(Bounding-box listing)
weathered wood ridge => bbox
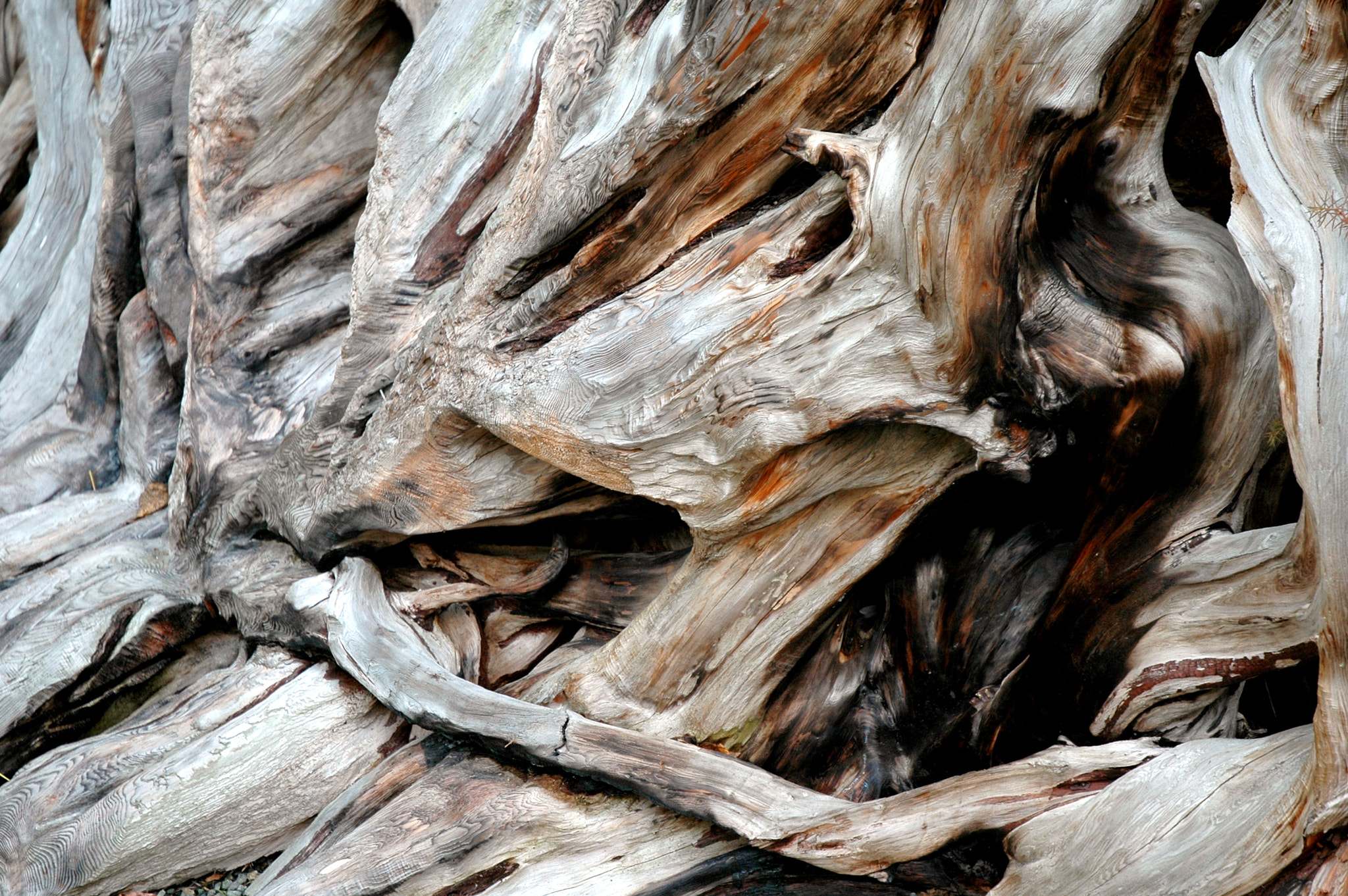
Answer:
[0,0,1348,896]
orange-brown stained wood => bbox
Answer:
[501,0,943,342]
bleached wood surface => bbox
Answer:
[0,0,1348,896]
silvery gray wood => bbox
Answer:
[1200,1,1348,833]
[0,647,405,896]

_Aim of the task:_ Rewrite every line of the listing above, requests included, but scale each bounding-box coordinate in the answers by 2.2 and round to the nearest whole number, with halves rounding up. Omit the pictures.

_Finished answer:_
weathered wood ridge => bbox
Answer:
[0,0,2966,1971]
orange-brown stained wood => bbox
Answer:
[1102,0,2075,752]
bleached wood surface => bbox
Answer:
[0,0,2966,1971]
silvery gray wood => bbox
Answer:
[2640,2,2966,1833]
[0,1423,891,1971]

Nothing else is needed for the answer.